[Stored data entries]
Content starts
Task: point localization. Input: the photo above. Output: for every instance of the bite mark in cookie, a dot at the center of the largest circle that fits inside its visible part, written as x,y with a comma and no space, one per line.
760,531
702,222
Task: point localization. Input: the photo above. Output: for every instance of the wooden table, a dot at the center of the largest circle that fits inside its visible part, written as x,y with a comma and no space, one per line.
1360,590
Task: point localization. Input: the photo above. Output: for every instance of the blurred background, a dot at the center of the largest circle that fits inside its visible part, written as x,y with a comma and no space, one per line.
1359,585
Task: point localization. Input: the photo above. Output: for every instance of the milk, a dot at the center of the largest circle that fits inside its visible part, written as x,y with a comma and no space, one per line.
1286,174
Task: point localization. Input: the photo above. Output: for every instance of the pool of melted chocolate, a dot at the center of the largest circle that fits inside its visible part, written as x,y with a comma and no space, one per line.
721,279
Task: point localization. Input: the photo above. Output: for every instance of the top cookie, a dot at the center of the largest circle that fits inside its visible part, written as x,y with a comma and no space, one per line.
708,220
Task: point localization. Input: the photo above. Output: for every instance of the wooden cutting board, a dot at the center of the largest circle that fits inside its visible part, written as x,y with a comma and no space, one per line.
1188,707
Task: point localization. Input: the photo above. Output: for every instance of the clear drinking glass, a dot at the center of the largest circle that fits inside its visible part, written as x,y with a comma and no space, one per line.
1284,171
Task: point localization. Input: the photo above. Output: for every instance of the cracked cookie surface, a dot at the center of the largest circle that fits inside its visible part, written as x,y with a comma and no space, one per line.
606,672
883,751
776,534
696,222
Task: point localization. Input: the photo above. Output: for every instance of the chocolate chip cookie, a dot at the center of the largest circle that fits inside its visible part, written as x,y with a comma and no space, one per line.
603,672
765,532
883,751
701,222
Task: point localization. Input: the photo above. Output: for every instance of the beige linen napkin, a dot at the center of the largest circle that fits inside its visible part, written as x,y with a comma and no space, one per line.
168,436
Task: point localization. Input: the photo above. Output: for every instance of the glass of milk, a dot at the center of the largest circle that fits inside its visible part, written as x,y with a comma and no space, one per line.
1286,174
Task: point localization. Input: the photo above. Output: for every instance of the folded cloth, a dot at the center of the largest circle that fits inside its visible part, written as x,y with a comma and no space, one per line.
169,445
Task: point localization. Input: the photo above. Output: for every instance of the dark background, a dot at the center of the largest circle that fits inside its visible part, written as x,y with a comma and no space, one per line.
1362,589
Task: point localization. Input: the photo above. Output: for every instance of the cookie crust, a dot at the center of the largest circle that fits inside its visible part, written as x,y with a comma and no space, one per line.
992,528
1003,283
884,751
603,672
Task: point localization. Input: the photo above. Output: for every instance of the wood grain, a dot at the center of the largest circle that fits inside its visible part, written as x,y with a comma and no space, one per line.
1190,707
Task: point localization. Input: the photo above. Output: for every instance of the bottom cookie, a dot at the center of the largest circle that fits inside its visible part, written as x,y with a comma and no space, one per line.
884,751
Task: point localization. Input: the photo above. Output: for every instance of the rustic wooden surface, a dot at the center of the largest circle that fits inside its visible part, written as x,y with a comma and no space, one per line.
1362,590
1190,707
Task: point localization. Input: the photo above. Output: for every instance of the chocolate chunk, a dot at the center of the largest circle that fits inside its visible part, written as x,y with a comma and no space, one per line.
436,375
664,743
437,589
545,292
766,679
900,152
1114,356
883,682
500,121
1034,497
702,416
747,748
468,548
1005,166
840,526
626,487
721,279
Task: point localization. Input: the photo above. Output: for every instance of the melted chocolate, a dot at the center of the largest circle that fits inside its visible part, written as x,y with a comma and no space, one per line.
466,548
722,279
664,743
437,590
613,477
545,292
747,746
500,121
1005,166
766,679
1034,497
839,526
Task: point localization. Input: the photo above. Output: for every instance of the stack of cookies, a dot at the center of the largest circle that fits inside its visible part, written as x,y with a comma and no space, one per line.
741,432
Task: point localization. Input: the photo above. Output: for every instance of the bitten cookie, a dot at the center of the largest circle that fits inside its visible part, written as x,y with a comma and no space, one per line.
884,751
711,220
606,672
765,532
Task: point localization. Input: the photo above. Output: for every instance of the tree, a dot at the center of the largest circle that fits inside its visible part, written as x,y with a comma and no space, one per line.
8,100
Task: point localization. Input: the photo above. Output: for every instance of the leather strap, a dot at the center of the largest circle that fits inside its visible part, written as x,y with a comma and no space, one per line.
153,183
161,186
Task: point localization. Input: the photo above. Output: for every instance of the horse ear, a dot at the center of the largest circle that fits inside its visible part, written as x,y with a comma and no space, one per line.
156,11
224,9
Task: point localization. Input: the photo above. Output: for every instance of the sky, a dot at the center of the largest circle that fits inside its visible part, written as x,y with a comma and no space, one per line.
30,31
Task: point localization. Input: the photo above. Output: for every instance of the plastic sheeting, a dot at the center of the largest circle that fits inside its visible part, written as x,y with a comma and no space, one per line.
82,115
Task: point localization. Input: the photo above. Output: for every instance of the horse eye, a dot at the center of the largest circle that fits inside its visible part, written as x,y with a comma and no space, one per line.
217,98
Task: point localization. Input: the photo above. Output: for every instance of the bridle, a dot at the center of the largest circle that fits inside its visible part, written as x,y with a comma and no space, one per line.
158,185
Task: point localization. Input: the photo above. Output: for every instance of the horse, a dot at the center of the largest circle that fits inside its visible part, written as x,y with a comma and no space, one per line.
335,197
Content ends
§ Try it: The records above need copying. Do it exactly.

§ Written answer:
Task: point localization. Input: the photo above. Output: for every instance of the bite mark in cookie, a dot at the center of the largest circle that fits inside its visible part, written as x,y with a comma and no space, one per line.
760,531
702,222
Task: point localization. Input: the photo above. Output: for every instance of the wooden table, a dot at the center of the largest circle that fits inside its visible part, written as x,y with a comma and no space, one per line.
1360,590
Task: point localization. Input: the photo above. Output: for every instance of the blurred background, a dot at the center of the largest circle that fits inside its visible part, written as x,y with a comma and no space, one per line.
1359,585
Task: point localization. Input: the photo above. Output: for every instance of the milk, a dot at the center of the largest circle that fits inside its visible part, written as x,y with a comma and no space, one per line.
1286,174
Task: point localization. Input: the photo above. Output: for every instance of the pool of melted chocolate, a dot at the center of the largest circle that fits inside its visible part, written as x,y with a comma and no space, one per line.
721,279
Task: point localization. Input: the photo above. Output: for every instance of the top cookie, a dot at the center of the largest circle that fits inside its visible part, written as x,y with a comma and no space, one per line.
708,220
Task: point localization. Input: the photo above. Output: for every instance of the wooden cutting board, a dot at the center of the largest circle that fits inside its visible part, written as x,y with a comma and no space, one per line.
1188,707
Task: point localization. Input: the photo above. Output: for every instance of the clear drinking glass, a dot at the center of the largest circle that fits inside its visible part, written as x,y with a comma and no space, one per line.
1284,171
Task: point localization. Input: the photo above. Output: for every instance of the cracked cookie surface, a dot at the center of the largest circle that fits inside its visible part, written as x,y with a comma and no space, one per line.
606,672
883,751
776,534
696,222
Task: point localization. Input: the photo above. Output: for every instance of the chocolate chip cookie, a dot at the center of the largest circle that fits inside its visible part, written as x,y with a comma and no space, one per line.
603,672
765,532
883,751
701,222
Task: point localization. Input: the photo above. Output: for every instance of the beige linen napkin, a dot at the center of the largest circle that fits inside its visible part, written as x,y with a comma and no space, one per line.
168,436
Task: point localization. Input: the photo above. Output: for every instance of the glass of milk, a dot at the center of the largest circle that fits inside its visible part, written as x,y with a comma and no space, one per line.
1286,174
Task: point localization. Input: the photo above. Output: for every instance of the folded cloth, a dot at the center of the largest circle that fits inside its visible part, written as x,y with a comma and no space, one per line.
169,445
Task: point localization. Input: the photo above. Output: for every instance of the dark background, a dot at the center of the largest circle that fits inside its visible part, written as x,y with a comma and no space, one per line.
1362,589
Task: point localization. Input: the photo above. Output: for every instance of the cookie crust, a dot at the center of the largest circle that fits inside its visible part, written as x,y with a comma and no space, one per line.
992,528
1003,283
884,751
603,672
Task: point localization. Input: the photo above. Output: for every instance of the wood grain, a dot at the center of the largest circle that fits inside its visible part, written as x,y with a comma and no space, one per line.
1190,707
Task: point localization. Input: the photo above. Output: for every instance of the bottom cookie, a dot at the center of the largest circle that fits inside its visible part, written as x,y with a comma and no space, one per line.
884,751
Task: point localization. Input: the photo above. Output: for every instance of the rustic wooden surface, a dot at the center of the largest circle that fits inside its visible part, written as x,y with a comma and no space, one per line.
1362,590
1190,707
Task: point localization. Input: the photo above. Output: for every instance of the chocolate chunk, a dot at the center of the largest circle that fits inside its visible part, written as x,y with a comma and no space, one per line.
436,375
664,743
437,589
545,292
766,679
900,152
1114,356
883,682
500,121
1034,497
702,416
747,748
468,548
1005,166
840,526
626,487
721,279
Task: point localization. Input: the photo above. Output: for every instance of the melted chocolate, a dot at the center of the largest circle that fits inside its visible part, written as x,y with a comma and no space, one per line.
466,548
722,279
664,743
437,590
613,477
545,292
747,746
500,121
1005,166
766,679
1034,497
839,526
Task: point localization. Input: the photo above. Output: for every instance of the stack of cookies, a dot at the center of the largest circle that fits inside its visible part, written as x,y with a comma and no space, one per line.
741,432
Task: point localization. Input: the photo above. Output: for every instance of the bitten cookie, a dot at the center of the largest circle that fits inside its visible part, written as x,y with a comma and no space, one per line.
884,751
711,220
606,672
765,532
Task: point localization. Input: the photo above. Output: for every instance of the tree, a dot at the center of the largest circle that fits inside its visible part, written as x,y with a comma and no space, one per line.
8,100
Task: point localization. Input: the photo above. Output: for every instance of the leather strap, a dot at the center of the largest circle that fits inside its visible part, written as x,y with a comma and no space, one per line.
153,183
161,186
Task: point localization. Input: the photo above. Output: for every instance of the horse ear, a dot at the center of the largest circle that fits inside its visible part, written as x,y with a comma and no space, one per line.
156,11
224,9
Task: point localization. Input: the photo above. Output: for every instance of the sky, a dot at the center of the largest circle that fits inside its visible part, written as x,y with a comma and no space, one per line.
30,31
Task: point localization. Input: the photo above. Output: for every instance of the plastic sheeting, a dot at the center of the largest circle that fits inside its visible part, written as x,y with a comma and no space, one per line.
82,115
Task: point localization. Input: the photo above. Output: for every instance of the horse eye, a dot at the center of the largest circle that fits inside its visible part, written as x,y with a comma and no space, one per line.
217,98
Task: point localization. Input: the photo above. Output: for every instance of the bridle, a dot at the center of the largest circle that fits inside its visible part, written as x,y with a comma and no space, one per line.
158,185
Task: point localization. Input: the photo above. Output: for every instance of the horse, a dot at the center of the largest circle that fits inside its visible part, written as x,y with a comma and no space, one per line.
335,197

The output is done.